Task objective » Copy every line of the records below word for word, but leave out the pictures.

——

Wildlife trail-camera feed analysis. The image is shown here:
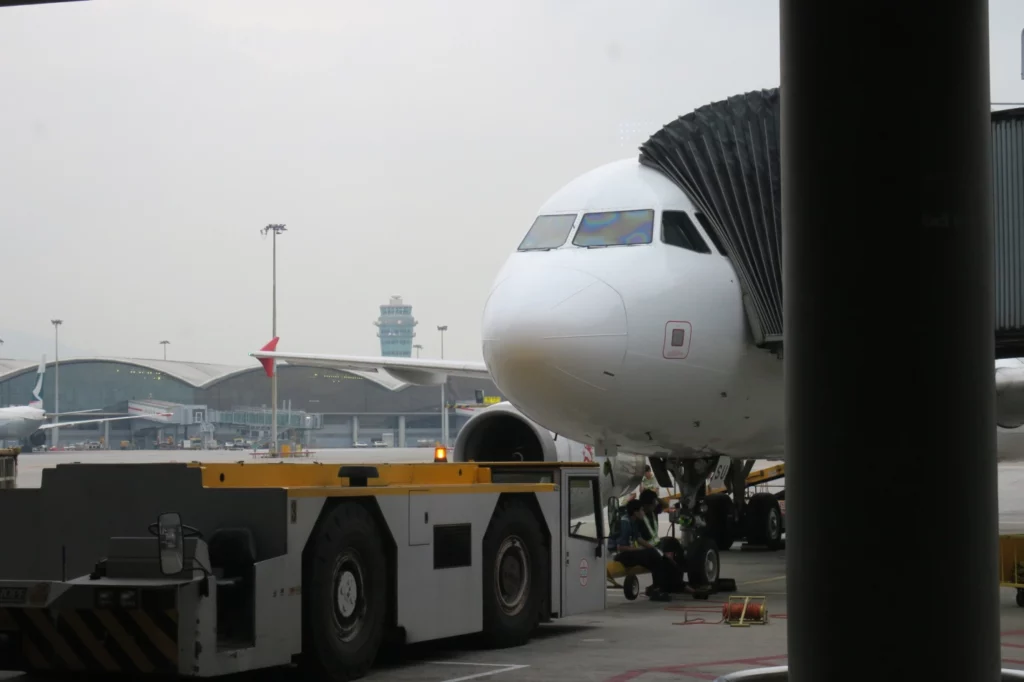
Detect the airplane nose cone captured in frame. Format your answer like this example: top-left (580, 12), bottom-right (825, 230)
top-left (482, 268), bottom-right (627, 414)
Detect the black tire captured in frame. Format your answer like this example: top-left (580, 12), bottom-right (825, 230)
top-left (623, 576), bottom-right (640, 601)
top-left (483, 498), bottom-right (550, 648)
top-left (745, 493), bottom-right (782, 550)
top-left (686, 537), bottom-right (722, 589)
top-left (302, 501), bottom-right (388, 682)
top-left (705, 493), bottom-right (736, 552)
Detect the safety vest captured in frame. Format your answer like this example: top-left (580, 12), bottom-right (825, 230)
top-left (633, 512), bottom-right (658, 547)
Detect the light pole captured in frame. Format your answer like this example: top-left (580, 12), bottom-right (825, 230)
top-left (437, 325), bottom-right (447, 447)
top-left (50, 319), bottom-right (63, 447)
top-left (260, 224), bottom-right (287, 455)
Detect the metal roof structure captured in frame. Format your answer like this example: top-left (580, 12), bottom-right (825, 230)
top-left (0, 356), bottom-right (409, 391)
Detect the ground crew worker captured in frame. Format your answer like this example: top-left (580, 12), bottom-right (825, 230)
top-left (640, 464), bottom-right (657, 493)
top-left (640, 488), bottom-right (662, 545)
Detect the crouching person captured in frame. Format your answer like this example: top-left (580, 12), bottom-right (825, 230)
top-left (614, 500), bottom-right (672, 601)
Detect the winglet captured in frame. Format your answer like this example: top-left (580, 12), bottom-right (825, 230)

——

Output »
Wildlife trail-camera feed analysis. The image is shown here:
Detect the airplane nose cone captured in frame. Format your answer like this example: top-left (580, 12), bottom-right (825, 230)
top-left (482, 268), bottom-right (627, 414)
Detect the black tire captured in frame. Format your answer like this example: top-left (580, 12), bottom-right (825, 230)
top-left (623, 576), bottom-right (640, 601)
top-left (483, 498), bottom-right (550, 648)
top-left (745, 493), bottom-right (782, 550)
top-left (686, 537), bottom-right (722, 589)
top-left (302, 501), bottom-right (388, 682)
top-left (705, 493), bottom-right (736, 552)
Detect the safety vest captured in frame. Format your answer like this example: top-left (580, 12), bottom-right (825, 230)
top-left (633, 512), bottom-right (658, 547)
Detect the light pole captured in frame. Format your answer like this example: top-left (580, 12), bottom-right (825, 230)
top-left (437, 325), bottom-right (447, 447)
top-left (50, 319), bottom-right (63, 447)
top-left (260, 224), bottom-right (287, 455)
Detect the metal roof structure captured in frame. Format your answer like this example: top-left (580, 12), bottom-right (825, 230)
top-left (0, 356), bottom-right (409, 391)
Detect the ground crew worker captured in frame. Format your answer like this example: top-left (580, 12), bottom-right (825, 230)
top-left (640, 464), bottom-right (657, 493)
top-left (640, 488), bottom-right (662, 545)
Detect the crouching person captured in frame. Format your answer like this example: top-left (580, 12), bottom-right (825, 230)
top-left (614, 500), bottom-right (672, 601)
Detect the winglet captured in frame. Format your answer like this example: top-left (580, 12), bottom-right (825, 230)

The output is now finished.